Activity: Please print each record that follows precisely as it appears.
━━ Records for processing ━━
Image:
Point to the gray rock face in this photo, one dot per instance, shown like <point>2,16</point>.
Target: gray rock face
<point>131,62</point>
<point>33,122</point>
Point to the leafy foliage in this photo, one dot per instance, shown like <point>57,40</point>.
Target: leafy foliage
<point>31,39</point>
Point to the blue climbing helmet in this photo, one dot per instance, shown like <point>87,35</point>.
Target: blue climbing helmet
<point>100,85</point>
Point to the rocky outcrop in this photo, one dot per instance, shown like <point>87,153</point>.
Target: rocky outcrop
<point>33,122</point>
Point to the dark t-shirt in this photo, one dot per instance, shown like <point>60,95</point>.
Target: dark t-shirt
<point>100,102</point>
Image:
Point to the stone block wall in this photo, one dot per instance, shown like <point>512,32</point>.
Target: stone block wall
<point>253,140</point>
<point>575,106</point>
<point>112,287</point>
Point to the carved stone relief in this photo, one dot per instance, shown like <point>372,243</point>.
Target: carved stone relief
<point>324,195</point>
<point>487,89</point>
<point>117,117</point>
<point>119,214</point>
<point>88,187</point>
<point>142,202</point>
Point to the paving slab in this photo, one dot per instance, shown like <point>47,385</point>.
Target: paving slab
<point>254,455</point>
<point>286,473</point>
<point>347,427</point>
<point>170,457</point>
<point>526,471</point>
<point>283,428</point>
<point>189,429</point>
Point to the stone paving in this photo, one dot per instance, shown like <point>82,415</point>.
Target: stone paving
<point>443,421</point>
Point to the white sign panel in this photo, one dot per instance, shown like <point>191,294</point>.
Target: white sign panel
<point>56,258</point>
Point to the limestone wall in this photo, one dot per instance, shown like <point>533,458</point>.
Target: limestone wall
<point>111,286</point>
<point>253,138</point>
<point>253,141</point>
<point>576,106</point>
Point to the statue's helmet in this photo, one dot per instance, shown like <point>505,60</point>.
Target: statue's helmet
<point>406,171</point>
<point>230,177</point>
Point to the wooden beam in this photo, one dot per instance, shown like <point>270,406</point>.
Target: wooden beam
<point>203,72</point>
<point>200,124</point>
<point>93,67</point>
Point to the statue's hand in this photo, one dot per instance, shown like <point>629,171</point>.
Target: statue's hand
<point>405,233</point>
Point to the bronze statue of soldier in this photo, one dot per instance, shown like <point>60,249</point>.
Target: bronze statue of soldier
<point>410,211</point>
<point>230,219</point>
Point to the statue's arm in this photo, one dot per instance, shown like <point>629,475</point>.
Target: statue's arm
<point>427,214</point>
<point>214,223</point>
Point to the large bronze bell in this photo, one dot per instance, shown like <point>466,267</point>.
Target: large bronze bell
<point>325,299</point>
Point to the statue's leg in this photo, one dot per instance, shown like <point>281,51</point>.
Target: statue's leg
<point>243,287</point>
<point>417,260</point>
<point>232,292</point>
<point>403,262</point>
━━━
Response to the task:
Image:
Point to the gray rock face in this photo, one dot per instance, shown like <point>2,16</point>.
Target: gray rock face
<point>131,62</point>
<point>33,122</point>
Point to the leafy foliage in this photo, one dot per instance, shown like <point>57,40</point>.
Target: leafy foliage
<point>31,39</point>
Point to the blue climbing helmet in this photo, one dot per instance, shown like <point>87,35</point>.
Target: blue climbing helmet
<point>100,85</point>
Point to the rocky outcrop in this photo, one dot per instance, shown like <point>87,153</point>.
Target: rocky outcrop
<point>33,122</point>
Point to the dark t-shirt in this photo, one dot per instance, shown like <point>60,95</point>.
Target: dark t-shirt
<point>100,102</point>
Image:
Point to the stone block wall in this photo, one dot per instance, shown like <point>512,32</point>.
Target: stone block wall
<point>253,140</point>
<point>575,106</point>
<point>112,287</point>
Point to the carved stone relief in this photo, one dot per instance, shown like <point>372,243</point>.
Target: carved stone relief
<point>324,195</point>
<point>487,89</point>
<point>117,117</point>
<point>119,214</point>
<point>88,187</point>
<point>142,202</point>
Point to the paving slab in this photo, one dot per instance, shown like <point>47,385</point>.
Target: paving slab
<point>254,455</point>
<point>286,473</point>
<point>347,427</point>
<point>170,457</point>
<point>526,471</point>
<point>283,428</point>
<point>189,429</point>
Point to the stone paving in this photo, one dot per instance, shown like <point>82,415</point>.
Target: stone paving
<point>443,421</point>
Point to the white sign panel in this photo, one dot per instance, shown like <point>191,294</point>.
Target: white sign panel
<point>56,258</point>
Point to the limestone wall in this photo, one dot per instance, shown like <point>533,458</point>.
Target: limestone wall
<point>111,286</point>
<point>253,138</point>
<point>253,141</point>
<point>576,106</point>
Point to the statue's helmet in this photo, one dot per instance, shown like <point>505,60</point>.
Target: statue's helmet
<point>406,171</point>
<point>230,177</point>
Point to the wooden beam in this photo, one dot per instance, shown like <point>270,406</point>.
Target: wooden beam
<point>203,72</point>
<point>200,124</point>
<point>93,67</point>
Point to the statue's hand in this photo, one dot per instance, shown like <point>629,171</point>.
Target: statue's hand
<point>405,233</point>
Point to the bronze statue of soldier in this photo, one dot per instance, shown like <point>60,249</point>.
Target: bronze statue of soldier
<point>410,211</point>
<point>230,219</point>
Point to the statue's arm in this photo, one dot per instance, shown like <point>629,475</point>.
Target: statue's arm
<point>427,214</point>
<point>214,223</point>
Point to the large bronze bell in this photo, one dot per instance, shown like <point>466,267</point>.
Target: large bronze bell
<point>325,299</point>
Point to the statue's leg in this photo, one dot per instance, shown like <point>281,51</point>.
Target: statue's leg
<point>243,287</point>
<point>417,260</point>
<point>232,292</point>
<point>403,262</point>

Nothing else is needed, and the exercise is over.